→ Problem details:
Strip the pictures and reproduce the rest of the listing exactly.

→ Input records:
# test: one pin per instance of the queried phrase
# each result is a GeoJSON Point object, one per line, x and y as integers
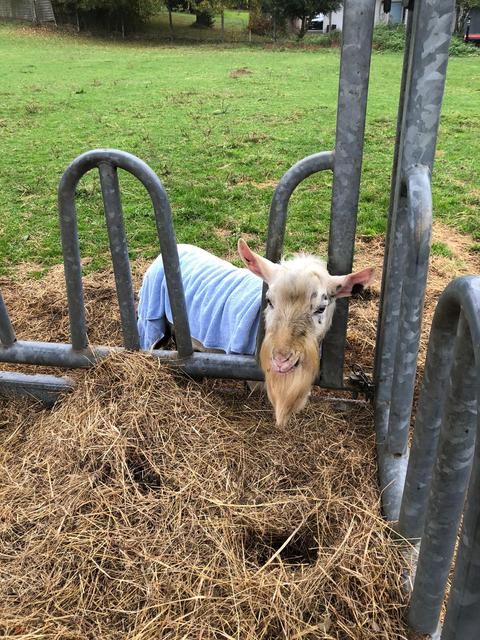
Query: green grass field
{"type": "Point", "coordinates": [219, 143]}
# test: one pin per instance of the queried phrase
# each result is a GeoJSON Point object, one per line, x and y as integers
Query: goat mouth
{"type": "Point", "coordinates": [287, 367]}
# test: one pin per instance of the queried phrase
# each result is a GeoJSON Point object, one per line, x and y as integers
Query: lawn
{"type": "Point", "coordinates": [219, 141]}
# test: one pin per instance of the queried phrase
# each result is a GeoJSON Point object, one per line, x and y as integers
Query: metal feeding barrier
{"type": "Point", "coordinates": [428, 500]}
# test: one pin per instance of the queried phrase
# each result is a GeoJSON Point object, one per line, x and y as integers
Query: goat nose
{"type": "Point", "coordinates": [281, 356]}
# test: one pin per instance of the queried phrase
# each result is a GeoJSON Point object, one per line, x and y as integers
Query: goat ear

→ Result:
# test: one pin per instance of the queried phrase
# each result is a GeoJSON Point object, one per line, x and y as integers
Query: green grass field
{"type": "Point", "coordinates": [219, 143]}
# test: one pin per instance of the queried phrase
# each result is a GeoJSON Point object, one per line, x and y as integers
Query: goat mouth
{"type": "Point", "coordinates": [287, 367]}
# test: one pin per instance of the queried phrase
# each result is a GeoJSON Point object, one per line, x and y as integers
Query: lawn
{"type": "Point", "coordinates": [219, 141]}
# test: one pin per instance of the queried phrase
# each result is a GeoJSON Point object, one per line, x and y as integers
Query: metal feeding barrier
{"type": "Point", "coordinates": [428, 500]}
# test: one pin per instance of the queried phrase
# each result is a GeoJSON Point object, one per line, x and y as integers
Query: goat nose
{"type": "Point", "coordinates": [281, 356]}
# test: one pin per instance of the queried phrase
# each result is a GeoJSON Point object, one per line, x and y as integers
Query: goat ear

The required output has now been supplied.